> **READING TEXT**:
§ §
OYO is reportedly set to receive final approval from the Securities and Exchange Board of India (SEBI) for its much-awaited initial public offering (IPO) this week, marking a major milestone in the company’s long-running journey toward public markets.
According to reports, the IPO size has now been reduced to nearly ₹6,500 crore from earlier estimates of around ₹8,400 crore. The company is targeting a stock market listing in the second half of 2026 as it looks to capitalize on improving market conditions and stronger operational performance.
The hospitality platform, led by founder Ritesh Agarwal, had confidentially filed draft papers with SEBI through its parent entity, PRISM, after receiving shareholder approval to raise up to ₹6,650 crore via a fresh issue of equity shares.
OYO had initially begun its IPO process in 2021 but later withdrew the proposal amid global market volatility and weaker investor sentiment following the Russia-Ukraine conflict. Since then, the company has focused on strengthening profitability, expanding internationally, and optimizing operations.
Over the last few years, OYO has significantly expanded its premium and mid-market hospitality portfolio through brands such as SUNDAY Hotels and Palette. The company also strengthened its global presence with the acquisition of G6 Hospitality, the operator and franchisor of Motel 6 and Studio 6 in the United States economy lodging segment.
The confidential filing route adopted by OYO allows companies to engage privately with regulators before publicly releasing offer documents. This mechanism gives issuers greater flexibility regarding timing, disclosures, and market testing before launching the IPO.
§ §
> **SUPPLIED ENTRIES**:
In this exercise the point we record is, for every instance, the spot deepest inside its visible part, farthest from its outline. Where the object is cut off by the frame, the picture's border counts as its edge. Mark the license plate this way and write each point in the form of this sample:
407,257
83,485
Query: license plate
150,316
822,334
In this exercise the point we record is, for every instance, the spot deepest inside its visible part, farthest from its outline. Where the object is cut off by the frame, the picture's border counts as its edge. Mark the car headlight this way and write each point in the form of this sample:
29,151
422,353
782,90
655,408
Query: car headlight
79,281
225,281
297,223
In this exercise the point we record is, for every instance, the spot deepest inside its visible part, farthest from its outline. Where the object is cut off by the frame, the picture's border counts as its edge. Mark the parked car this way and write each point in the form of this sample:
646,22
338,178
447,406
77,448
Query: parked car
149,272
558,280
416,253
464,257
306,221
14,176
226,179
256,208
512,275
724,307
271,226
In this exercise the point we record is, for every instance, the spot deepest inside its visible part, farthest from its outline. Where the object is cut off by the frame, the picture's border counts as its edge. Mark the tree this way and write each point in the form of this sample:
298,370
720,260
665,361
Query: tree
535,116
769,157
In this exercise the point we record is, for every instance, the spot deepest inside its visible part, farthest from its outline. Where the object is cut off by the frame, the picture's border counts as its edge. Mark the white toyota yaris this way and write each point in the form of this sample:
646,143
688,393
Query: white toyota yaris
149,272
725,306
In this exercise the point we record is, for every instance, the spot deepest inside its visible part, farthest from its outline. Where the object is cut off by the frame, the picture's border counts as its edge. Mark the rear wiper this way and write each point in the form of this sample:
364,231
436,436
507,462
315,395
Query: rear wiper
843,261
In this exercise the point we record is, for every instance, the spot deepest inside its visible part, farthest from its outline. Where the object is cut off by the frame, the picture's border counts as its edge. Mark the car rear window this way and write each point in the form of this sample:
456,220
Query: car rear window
§ §
> **EXERCISE GOAL**:
According to the article above on OYO's IPO, OYO confidentially filed its draft papers with SEBI through which parent entity?

> **OUTPUT FOR THIS TASK**:
PRISM